REQUESTS.
1. Answer these from the Seattle tax article:
(a) What percentage does the measure take from income over $250,000?
(b) On behalf of how many Seattle citizens did the Freedom Foundation sue?
(c) Who founded the Opportunity for All Coalition?
2. Carry on the article about Seattle's income tax on the wealthy, picking up after its final sentence.

QUOTED PASSAGE.
Seattle's Crusade Against "The Rich": $47 million Head Tax is repealed a month after it was signed

Lawsuit Says Seattle’s ‘Tax-the-Rich’ Measure Violates State Constitution
Supporters of income tax say a court ruling in favor of it will pave the way for state to follow

By Zusha Elinson | Aug. 9, 2017​

BN-UP923_38Qr6_M_20170809173707.jpg

A woman responds to a speaker at a Seattle City Council meeting about a new income tax on the wealthy on July 10. A lawsuit filed Wednesday alleges the measure violates restrictions on cities to impose such taxes.

A new tax-the-rich measure in Seattle was hit with its first legal challenge Wednesday.

The new Seattle measure, passed by the city council in July, would impose a 2.25% tax on any income over $250,000 or above $500,000 for couples filing jointly. It is expected to impact about 9,000, or 2%, of the city’s taxpayers.

A lawsuit filed by the Freedom Foundation, a conservative think tank, on behalf of 19 Seattle citizens, alleges the measure violates the state constitution as well as restrictions on cities to impose such taxes. A separate group called the Opportunity for All Coalition, founded by Seattle venture capitalist Matt McIlwain, filed a lawsuit later in the day.

Backers of the tax welcome the suits, because they believe a court ruling in favor of the tax will pave the way for a statewide income tax.

Photo object pointing records.
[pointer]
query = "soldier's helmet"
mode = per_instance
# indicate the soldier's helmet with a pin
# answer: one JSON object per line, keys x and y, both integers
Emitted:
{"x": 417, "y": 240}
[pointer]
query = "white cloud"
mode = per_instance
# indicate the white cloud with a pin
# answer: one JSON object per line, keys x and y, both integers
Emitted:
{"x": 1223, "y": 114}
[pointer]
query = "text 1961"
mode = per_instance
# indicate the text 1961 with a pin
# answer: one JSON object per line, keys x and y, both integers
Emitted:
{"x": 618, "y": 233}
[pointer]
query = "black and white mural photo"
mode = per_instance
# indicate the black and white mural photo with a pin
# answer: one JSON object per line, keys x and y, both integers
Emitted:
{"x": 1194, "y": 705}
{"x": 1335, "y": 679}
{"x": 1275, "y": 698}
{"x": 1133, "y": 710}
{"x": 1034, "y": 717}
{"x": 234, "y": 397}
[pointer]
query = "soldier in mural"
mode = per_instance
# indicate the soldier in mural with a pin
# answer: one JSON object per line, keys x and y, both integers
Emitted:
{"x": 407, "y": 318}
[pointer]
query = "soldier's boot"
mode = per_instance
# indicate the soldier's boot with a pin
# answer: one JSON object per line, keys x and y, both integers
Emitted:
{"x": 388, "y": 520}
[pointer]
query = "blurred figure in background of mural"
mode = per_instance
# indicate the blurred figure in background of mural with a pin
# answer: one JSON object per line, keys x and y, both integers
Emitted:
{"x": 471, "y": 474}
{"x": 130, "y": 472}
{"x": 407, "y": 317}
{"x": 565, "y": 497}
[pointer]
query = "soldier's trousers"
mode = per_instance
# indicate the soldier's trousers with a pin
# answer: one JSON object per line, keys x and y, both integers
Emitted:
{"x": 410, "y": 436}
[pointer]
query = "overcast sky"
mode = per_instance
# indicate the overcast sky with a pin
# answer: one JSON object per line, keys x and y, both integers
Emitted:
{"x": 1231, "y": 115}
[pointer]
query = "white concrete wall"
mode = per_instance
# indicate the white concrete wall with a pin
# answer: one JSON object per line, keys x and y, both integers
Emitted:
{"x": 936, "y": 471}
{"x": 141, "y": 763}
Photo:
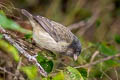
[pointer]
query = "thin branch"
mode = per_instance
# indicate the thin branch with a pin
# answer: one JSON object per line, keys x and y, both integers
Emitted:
{"x": 3, "y": 69}
{"x": 22, "y": 51}
{"x": 98, "y": 61}
{"x": 92, "y": 59}
{"x": 77, "y": 25}
{"x": 116, "y": 73}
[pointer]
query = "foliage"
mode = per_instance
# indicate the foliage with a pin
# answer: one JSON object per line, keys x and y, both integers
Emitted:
{"x": 103, "y": 36}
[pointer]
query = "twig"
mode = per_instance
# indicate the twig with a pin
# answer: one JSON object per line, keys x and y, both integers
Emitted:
{"x": 17, "y": 70}
{"x": 116, "y": 73}
{"x": 77, "y": 25}
{"x": 22, "y": 51}
{"x": 106, "y": 75}
{"x": 92, "y": 58}
{"x": 3, "y": 69}
{"x": 98, "y": 61}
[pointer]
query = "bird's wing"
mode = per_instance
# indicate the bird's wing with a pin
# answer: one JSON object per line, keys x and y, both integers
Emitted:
{"x": 57, "y": 31}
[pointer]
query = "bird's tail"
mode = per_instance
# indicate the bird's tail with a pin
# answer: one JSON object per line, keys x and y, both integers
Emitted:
{"x": 27, "y": 14}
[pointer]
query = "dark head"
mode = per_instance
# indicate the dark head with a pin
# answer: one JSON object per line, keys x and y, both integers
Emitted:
{"x": 74, "y": 49}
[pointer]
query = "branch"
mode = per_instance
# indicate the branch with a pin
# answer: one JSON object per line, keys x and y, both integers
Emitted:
{"x": 77, "y": 25}
{"x": 22, "y": 51}
{"x": 98, "y": 61}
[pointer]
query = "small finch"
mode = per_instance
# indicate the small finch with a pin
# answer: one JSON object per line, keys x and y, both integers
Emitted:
{"x": 53, "y": 36}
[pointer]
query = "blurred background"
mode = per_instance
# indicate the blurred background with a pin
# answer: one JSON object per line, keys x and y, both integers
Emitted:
{"x": 95, "y": 22}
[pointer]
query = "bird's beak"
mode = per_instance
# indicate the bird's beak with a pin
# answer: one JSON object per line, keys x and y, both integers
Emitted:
{"x": 75, "y": 57}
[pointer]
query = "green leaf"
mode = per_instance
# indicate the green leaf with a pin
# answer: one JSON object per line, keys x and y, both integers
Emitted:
{"x": 5, "y": 46}
{"x": 98, "y": 22}
{"x": 1, "y": 36}
{"x": 110, "y": 63}
{"x": 107, "y": 50}
{"x": 45, "y": 63}
{"x": 73, "y": 74}
{"x": 30, "y": 71}
{"x": 10, "y": 24}
{"x": 28, "y": 36}
{"x": 117, "y": 38}
{"x": 59, "y": 76}
{"x": 83, "y": 72}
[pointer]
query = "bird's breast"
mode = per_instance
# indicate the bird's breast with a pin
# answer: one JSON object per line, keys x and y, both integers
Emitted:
{"x": 44, "y": 40}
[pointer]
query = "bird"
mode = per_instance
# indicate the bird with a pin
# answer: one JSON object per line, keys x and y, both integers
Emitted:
{"x": 53, "y": 36}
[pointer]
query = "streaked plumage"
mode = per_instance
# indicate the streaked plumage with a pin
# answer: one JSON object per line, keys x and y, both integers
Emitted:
{"x": 53, "y": 36}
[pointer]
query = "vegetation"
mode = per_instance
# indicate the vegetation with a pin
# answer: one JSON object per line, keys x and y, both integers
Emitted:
{"x": 95, "y": 23}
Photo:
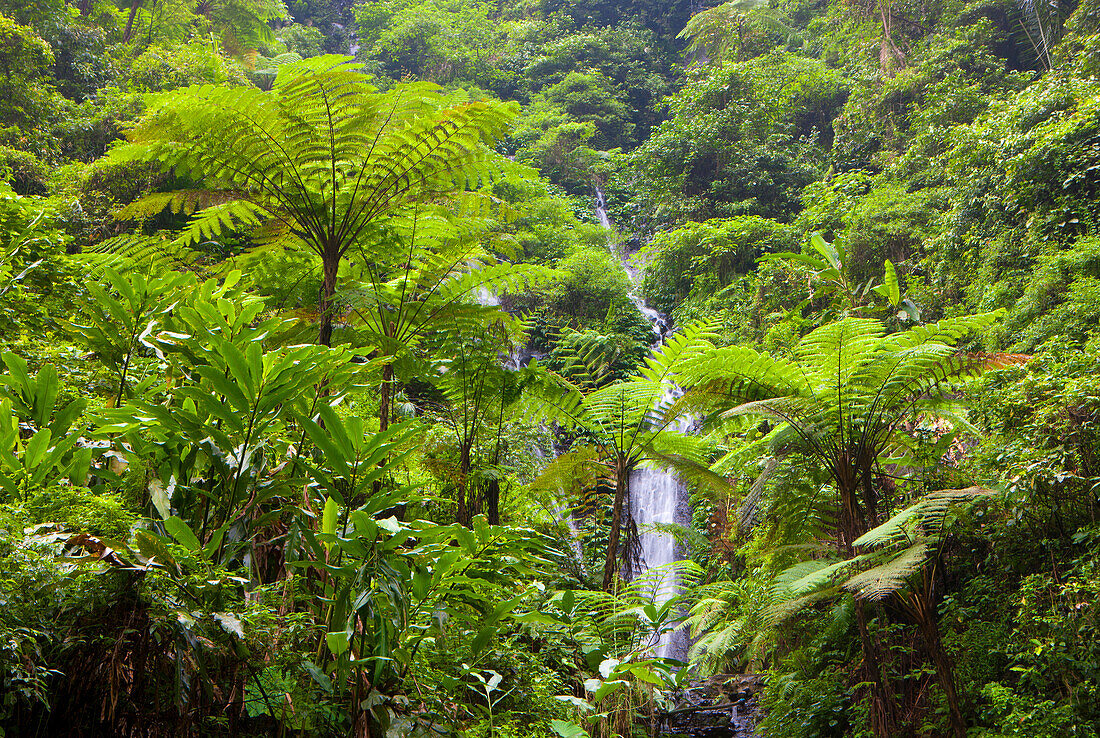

RESPONSES BY TASK.
1.
(a) 2.25%
(b) 19
(c) Seattle venture capitalist Matt McIlwain

2.
The battle in the state courts could lead to a fundamental change to the unique politics of Washington state, a liberal-leaning state with a longstanding aversion to taxing income.

A similar measure lost in the capital city of Olympia last year, and a tax-the-rich statewide initiative was voted down in 2010.

Washington is one of seven states in the country, including Florida, Texas and Wyoming, without an income tax.

The last time voters passed a graduated statewide income tax in Washington it was struck down by the state Supreme Court in 1933 as unconstitutional. The state constitution requires property be taxed at a uniform rate, which the court said applied to income in turning down the tax.

“This tax is illegal and we are confident an independent judiciary is going to uphold the law, is going to uphold 100 years of precedent,” said David Dewhirst, litigation counsel for the Freedom Foundation.

Seattle City Attorney Pete Holmes said he believes city will be able to persuade the state’s top court that the 1930s decision was in error. The state Supreme Court’s attention to current events in recent years, including a ruling that the state was failing to adequately to fund public schools, means the court could be more receptive to taking another look at the income tax issue, he said.

“We’ve acknowledged that this a tenuous legal path forward, but we nonetheless believe it’s viable,” said Mr. Holmes.

David DeWolf, a Gonzaga University School of Law professor emeritus, said the state’s highest court would now be more open to an income tax measure, provided it was statewide and applied to a broader swath of the population, not just a few wealthy residents.

But Mr. DeWolf predicted courts would be skeptical of the Seattle tax because of the restrictions on cities imposing taxes and because of how many people are exempted from paying.

“When you impose a tax it needs to be uniform,” he said.

The Seattle economy is booming with unemployment hovering around 3%, and the city has a balanced budget. Yet as housing prices have soared, homelessness has too.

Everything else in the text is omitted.